__Supplied data__
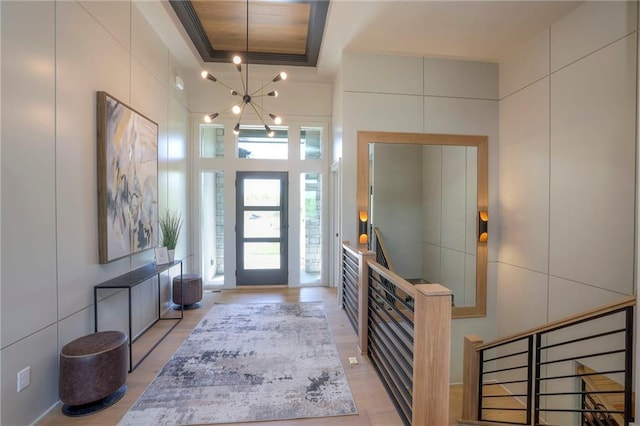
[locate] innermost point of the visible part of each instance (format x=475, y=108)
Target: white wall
x=49, y=239
x=568, y=122
x=567, y=167
x=422, y=95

__Exercise prompt__
Write out the records once more, exactly as they stand, with no images.

__Solution for this task__
[locate] innermost point of the visible part of each instance (format x=475, y=108)
Target: white wall
x=49, y=239
x=568, y=122
x=567, y=167
x=422, y=95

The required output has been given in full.